- **EXERCISE TASK**
Count the lines in the records below that contain the string "bottom", treating uppercase and lowercase as distinct. Give only the number.

- **SUPPLIED RECORDS**
════════
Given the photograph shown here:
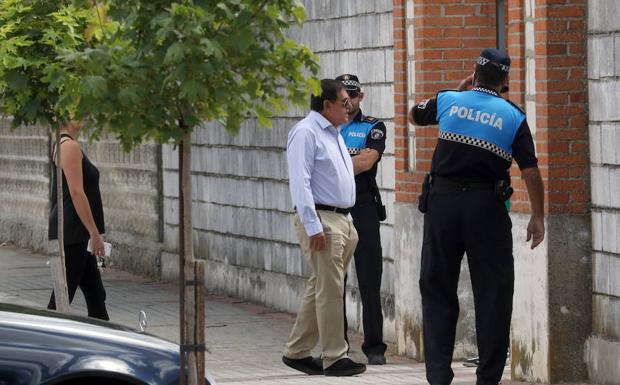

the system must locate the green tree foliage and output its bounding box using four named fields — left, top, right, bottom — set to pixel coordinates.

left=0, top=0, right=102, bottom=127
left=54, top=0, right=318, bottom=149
════════
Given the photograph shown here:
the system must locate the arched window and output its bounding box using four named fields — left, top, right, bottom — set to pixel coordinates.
════════
- **REPLY TO THE EXERCISE**
4